| Excerpt provided |
Living in a Digital World with a Stone Age Brain
What could go wrong?
Posted April 21, 2019
We live in a digital world with a Stone Age brain. How does that work out? Well, a lot of my research and blog posts deal with exactly that issue. Why do we prefer taller political leaders? Why might disgust affect our political preferences? Or why do they give out those silly “I voted” stickers?
A book published last year, Mismatch: How Our Stone Age Brain Deceives Us Every Day and What We Can Do About It, provides a thorough but accessible explanation of one of the forces that drive these strange effects. That force is called “evolutionary mismatch."
Mismatch was written by Ronald Giphart, an award-winning Dutch writer, and Professor Mark van Vugt, a widely published evolutionary psychologist at VU University Amsterdam and fellow PT blogger.
MORE MISMATCH DETAILS PLEASE
Here’s the mismatch problem in a nutshell. Modern humans must navigate an anonymous but densely populated, digitally dependent world with a brain molded starting millions of years ago in small hunter-gatherer groups composed of family and friends who roamed sparsely populated, open grasslands.
This is mismatch, which Giphart and van Vugt define more succinctly as occurring when “as the result of a change in the environment, the survival and reproductive chances of [a] particular species’ individuals diminish” (p. 4) or “when species are faced with a rapidly changing environment to which their hardware and software – their body and mind – are not well adapted” (p. 18).
In particular, Mismatch details how modern humans’ bodies and minds are tuned to the physical and social situations that our ancestors found themselves in between 2.5 million to 10,000 years ago. During this period, known as the “environment of evolutionary adaptation” or EEA, our ancestors had to survive a variety of menacing threats including “famine, spiders and insect bites, large predators, much internal violence, and high baby and infant mortality” (p. 59). Because the process of evolution is almost imperceptibly slow, our brains are still well-suited for the EEA.

Dataset excerpt
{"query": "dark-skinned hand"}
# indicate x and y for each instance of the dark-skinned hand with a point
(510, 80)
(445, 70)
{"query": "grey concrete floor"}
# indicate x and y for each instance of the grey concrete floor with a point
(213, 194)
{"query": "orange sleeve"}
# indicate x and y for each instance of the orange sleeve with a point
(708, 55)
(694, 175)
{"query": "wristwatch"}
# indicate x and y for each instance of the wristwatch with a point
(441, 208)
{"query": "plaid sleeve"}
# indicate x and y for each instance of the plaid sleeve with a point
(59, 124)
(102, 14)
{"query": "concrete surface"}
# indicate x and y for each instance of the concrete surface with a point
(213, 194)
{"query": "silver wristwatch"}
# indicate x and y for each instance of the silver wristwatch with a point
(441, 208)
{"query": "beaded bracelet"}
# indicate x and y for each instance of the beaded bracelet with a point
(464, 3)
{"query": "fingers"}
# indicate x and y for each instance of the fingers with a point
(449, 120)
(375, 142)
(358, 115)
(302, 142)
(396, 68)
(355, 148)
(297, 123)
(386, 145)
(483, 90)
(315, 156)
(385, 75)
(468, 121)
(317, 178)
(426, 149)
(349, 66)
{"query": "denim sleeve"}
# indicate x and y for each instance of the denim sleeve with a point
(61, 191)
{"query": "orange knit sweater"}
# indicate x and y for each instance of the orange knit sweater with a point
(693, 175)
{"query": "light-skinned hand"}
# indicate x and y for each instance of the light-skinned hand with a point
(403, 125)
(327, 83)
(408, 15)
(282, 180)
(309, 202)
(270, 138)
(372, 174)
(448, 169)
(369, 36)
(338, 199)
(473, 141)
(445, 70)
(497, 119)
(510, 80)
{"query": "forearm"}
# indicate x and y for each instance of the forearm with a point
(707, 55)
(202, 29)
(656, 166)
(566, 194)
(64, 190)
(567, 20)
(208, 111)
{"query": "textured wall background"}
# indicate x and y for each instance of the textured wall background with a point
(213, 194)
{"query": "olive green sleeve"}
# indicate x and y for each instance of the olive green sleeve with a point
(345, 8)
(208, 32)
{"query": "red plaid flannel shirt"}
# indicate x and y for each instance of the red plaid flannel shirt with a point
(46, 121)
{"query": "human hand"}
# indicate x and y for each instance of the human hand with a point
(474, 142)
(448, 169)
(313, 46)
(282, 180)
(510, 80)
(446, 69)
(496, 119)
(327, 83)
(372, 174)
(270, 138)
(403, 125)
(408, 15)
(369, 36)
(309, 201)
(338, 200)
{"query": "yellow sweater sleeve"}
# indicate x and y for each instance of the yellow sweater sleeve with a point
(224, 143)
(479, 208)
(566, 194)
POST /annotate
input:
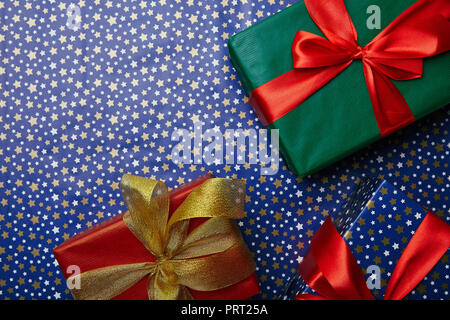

| Required tasks |
1. In the post on evolutionary mismatch, what period does the environment of evolutionary adaptation (EEA) cover?
2. Quote the post on evolutionary mismatch word for word, starting at "Mismatch was written" and ending at "fellow PT blogger.".

| Per-task outputs |
1. Between 2.5 million and 10,000 years ago.

2.
Mismatch was written by Ronald Giphart, an award-winning Dutch writer, and Professor Mark van Vugt, a widely published evolutionary psychologist at VU University Amsterdam and fellow PT blogger.